--- GIVEN REQUEST ---
Copy every entry precisely.

(Lines of data)
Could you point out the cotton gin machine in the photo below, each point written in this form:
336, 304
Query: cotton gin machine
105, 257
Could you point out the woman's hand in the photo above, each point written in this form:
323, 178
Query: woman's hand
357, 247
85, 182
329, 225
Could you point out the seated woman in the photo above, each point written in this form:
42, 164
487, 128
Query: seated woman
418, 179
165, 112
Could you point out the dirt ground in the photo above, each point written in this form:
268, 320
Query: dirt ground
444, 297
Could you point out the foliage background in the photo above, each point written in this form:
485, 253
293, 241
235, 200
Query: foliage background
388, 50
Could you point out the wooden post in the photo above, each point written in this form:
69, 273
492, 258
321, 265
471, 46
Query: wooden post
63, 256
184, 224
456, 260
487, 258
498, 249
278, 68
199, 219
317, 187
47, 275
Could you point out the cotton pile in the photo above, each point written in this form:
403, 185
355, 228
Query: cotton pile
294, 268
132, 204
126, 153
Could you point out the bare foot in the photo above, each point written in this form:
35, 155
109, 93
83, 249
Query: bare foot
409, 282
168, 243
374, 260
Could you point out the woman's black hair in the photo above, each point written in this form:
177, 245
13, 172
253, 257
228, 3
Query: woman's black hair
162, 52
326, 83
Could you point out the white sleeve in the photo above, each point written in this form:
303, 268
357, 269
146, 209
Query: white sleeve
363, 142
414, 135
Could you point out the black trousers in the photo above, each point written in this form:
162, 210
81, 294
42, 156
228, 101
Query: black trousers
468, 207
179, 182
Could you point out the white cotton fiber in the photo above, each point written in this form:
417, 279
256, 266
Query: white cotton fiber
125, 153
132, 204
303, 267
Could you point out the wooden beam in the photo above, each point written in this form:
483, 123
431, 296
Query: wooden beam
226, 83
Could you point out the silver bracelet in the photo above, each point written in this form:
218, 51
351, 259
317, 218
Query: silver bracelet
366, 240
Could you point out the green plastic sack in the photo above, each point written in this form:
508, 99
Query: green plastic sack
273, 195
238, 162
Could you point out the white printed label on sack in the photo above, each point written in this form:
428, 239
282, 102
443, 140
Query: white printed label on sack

--- EXERCISE RESPONSE ---
Could you point out the cotton gin machine in the photo below, each point written in this form:
336, 304
Query: cotton gin machine
105, 257
Could you point out the woman's hand in the photo above, each point written in this form:
323, 178
Query: woman's hand
357, 247
85, 182
329, 225
Could you point out the seated woman in the photo above, each point written in this form:
42, 164
487, 128
Query: seated woman
418, 179
165, 112
Could you point out the dirt ground in the photo above, each point written in this form:
268, 320
Query: dirt ground
444, 297
Could you point out the foliage background in the photo above, each point written in this form:
485, 253
293, 241
235, 200
Query: foliage background
388, 50
Could you point out the wooden post in the photo above, each point written in this form:
69, 273
492, 258
321, 265
471, 46
Query: wooden post
63, 256
184, 224
456, 260
487, 258
498, 249
278, 68
199, 219
317, 187
47, 275
Could you point out the cotton pile in the photo above, each point written in this form:
403, 185
355, 228
Query: cotton pile
294, 268
132, 204
126, 153
Could you point out the bare foot in the photo above, each point written in this form:
35, 155
109, 93
83, 249
Query: bare foot
409, 282
168, 243
374, 260
Could you point out the woman's black hair in the photo above, each point written in this form:
177, 245
13, 172
253, 257
228, 3
Query: woman's black hair
162, 52
326, 83
Could you point out the white sleeve in the photo above, each point written in this form:
303, 268
357, 269
146, 209
Query: white sleeve
363, 142
414, 135
Could you point out the black trousers in the photo above, each point written in this form:
162, 210
81, 294
42, 156
228, 101
Query: black trousers
468, 207
179, 182
Could you point out the white cotton fiber in the photo above, each point written in this form:
417, 279
256, 266
Query: white cotton fiber
125, 153
132, 204
303, 267
Could you point out the wooden beam in the photo above, each point written in this form:
483, 123
431, 296
Query: wooden beam
226, 83
Could you point out the silver bracelet in the photo above, each point written in this form:
218, 51
351, 259
317, 218
Query: silver bracelet
366, 240
Could you point out the green plastic sack in the photo above, each point written in this form:
508, 99
Query: green plastic sack
273, 195
238, 162
Could you point out the white printed label on sack in the photo above, each point written in this form:
428, 239
282, 102
443, 140
Query: white printed label on sack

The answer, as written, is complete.